• Extrait du document:
Temps de lecture: 5'
Ouvriers dans la mine de Jerada / Ph. DR.
Située
dans le nord-est du Maroc, la cité minière de Jerada est historiquement
connue par son activité économique depuis au moins 1929. Autour de la
mine de charbon, elle a créé un tissu social qui s’est densifié pendant
plus d’un demi-siècle, et dont la vie est directement tributaire du site
minier. Le charbon est extrait à volonté, fortement exploité et exporté
partout ailleurs.
Mais
depuis la fin des années 1990 et dans un contexte où les cours mondiaux
du minerai ont considérablement chuté, la prospérité économique de la
mine s'est érodée. Le seul site industriel de la ville a été
officiellement fermé, dans le cadre d’un plan social. Ce dernier est
demeuré contesté jusqu’à nos jours ; les acteurs l’ayant fustigé
rappellent comment il a plongé des milliers de familles dans la
précarité.
En d’autres termes, l’activité minière a officiellement été mise à l’arrêt il y a une vingtaine d’années. Cependant,
les ouvriers sont restés prisonniers d’un travail informel, car la mine
a continué à fonctionner clandestinement, n’obéissant à aucune norme et
ne laissant aucun choix à ceux qui ont résisté à l’exode.
A une soixantaine de kilomètres au sud d'Oujda, la ville de Jerada s'est construite autour de la mine de charbon. / Ph. DR.
C’est
ainsi que la ville de Jerada a enterré lundi deux jeunes frères parmi
ces travailleurs-là, morts au fond de la mine trois jours avant. La
tension sociale était pesante depuis une dizaine d’années et cet
accident l’a ravivée, donnant lieu à une série de manifestations.
Depuis
vendredi dernier, les habitants de Jerada ont donc investi la rue, pour
protester contre la situation à laquelle ils sont abandonnés, dans une
ville rongée par le chômage et le travail informel mal payé. Alors que
la fronde sociale ne faiblit pas, ce mouvement contestataire rappelle le
passé résolument militant de cette cité minière, au cœur de laquelle
l’un des tous premiers syndicats marocains est né.
Le bassin de Jerada
Plus exactement, l’extraction minière a commencé à Jerada en 1927. Le livre Coal Geology de
Larry D. Thomas (2002) situe les régions où le minerai est présent dans
les strates : «Le charbon noir de la période Carbonifère se situe dans
le nord-est du Maroc, à Jerada. Il a été identifié en profondeur sous
des sédiments plus récents à Ezzhiliga (province de Khémisset) ainsi
qu’à Tindouf-Daraa»

• Données fournies:

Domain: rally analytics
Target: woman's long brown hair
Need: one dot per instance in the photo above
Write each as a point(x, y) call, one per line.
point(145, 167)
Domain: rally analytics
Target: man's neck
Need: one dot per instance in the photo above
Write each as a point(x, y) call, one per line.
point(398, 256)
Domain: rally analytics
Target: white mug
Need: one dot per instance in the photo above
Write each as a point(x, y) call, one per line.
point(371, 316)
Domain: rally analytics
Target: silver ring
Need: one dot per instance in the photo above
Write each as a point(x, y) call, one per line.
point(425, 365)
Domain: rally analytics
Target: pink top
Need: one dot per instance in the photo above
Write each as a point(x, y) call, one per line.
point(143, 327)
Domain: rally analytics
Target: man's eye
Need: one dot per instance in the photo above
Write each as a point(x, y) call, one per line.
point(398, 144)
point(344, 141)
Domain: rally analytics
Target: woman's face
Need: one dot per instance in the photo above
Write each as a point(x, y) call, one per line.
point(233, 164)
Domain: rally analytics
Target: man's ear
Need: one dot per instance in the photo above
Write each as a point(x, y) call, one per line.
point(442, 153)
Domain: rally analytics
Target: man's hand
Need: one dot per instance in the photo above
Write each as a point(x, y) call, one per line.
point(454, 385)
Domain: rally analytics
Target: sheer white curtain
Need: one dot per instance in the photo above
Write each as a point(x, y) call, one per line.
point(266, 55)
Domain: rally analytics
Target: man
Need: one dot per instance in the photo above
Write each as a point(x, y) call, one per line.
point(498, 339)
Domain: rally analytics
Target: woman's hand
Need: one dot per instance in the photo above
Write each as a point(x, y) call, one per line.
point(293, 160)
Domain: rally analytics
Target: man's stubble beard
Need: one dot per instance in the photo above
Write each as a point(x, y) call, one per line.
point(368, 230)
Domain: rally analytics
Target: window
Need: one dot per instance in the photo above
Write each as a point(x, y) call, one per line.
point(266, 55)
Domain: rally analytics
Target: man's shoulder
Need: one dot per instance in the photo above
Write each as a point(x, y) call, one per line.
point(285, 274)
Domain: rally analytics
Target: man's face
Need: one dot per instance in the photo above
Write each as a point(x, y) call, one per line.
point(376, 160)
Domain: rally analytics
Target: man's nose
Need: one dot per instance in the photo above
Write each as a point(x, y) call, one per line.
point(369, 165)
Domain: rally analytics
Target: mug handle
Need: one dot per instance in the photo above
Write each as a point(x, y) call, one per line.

• Liste des consignes:
**a.** Relevez tous les noms de lieux cités dans l'extrait sur la mine de Jerada.
**b.** Poursuivez l'extrait sur la mine de Jerada à partir de sa dernière phrase.
Vous n'aurez pas besoin des données.

• Réponses rédigées:
**a.** Maroc, Jerada, Oujda, Ezzhiliga, Khémisset, Tindouf-Daraa

**b.**
C’est
ainsi que le charbon a été découvert à Jerada après une série de
recherches, menées par les géologues d’une société belge appelée
Ougrée-Marihaye. Selon le site local Oujda city,
ces recherches ont abouti en janvier 1927: «J. Horry a été le premier
géologue à signaler la présence du charbon dans le bassin de Jerada».
Officiellement,
les mines de la ville ont été exploitées à partir de 1934, comme nous
l’explique Houssine Bernat, secrétaire général du bureau régional de
l’Union marocaine des travailleurs (UMT) à Jerada. Dans un entretien
donné à Yabiladi, le syndicaliste a expliqué qu’à partir de la
découverte du charbon dans la région, les ouvriers ont afflué en grand
nombre pour être employés dans les mines. Les conditions rudimentaires
ont amené les travailleurs à s’organiser au sein d’un syndicat.
Des mineurs de Jerada rejoignant leur chantier / Ph. DR.
Les mineurs intègrent le travail syndical
«Sous
le Protectorat français, les conditions de travail dans la mine étaient
difficiles et l’extraction se faisait à l’aide d’outils traditionnels»,
nous explique Bernat, qui insiste sur le fait qu’ «en 1946, la ville a
accueilli le premier congrès syndical organisé sous l’égide de la
Confédération générale du travail (CGT), un syndicat français
historique». Le congrès a constitué un tournant dans l’histoire de l’action syndicale au Maroc, rappelle Houssine Bernat.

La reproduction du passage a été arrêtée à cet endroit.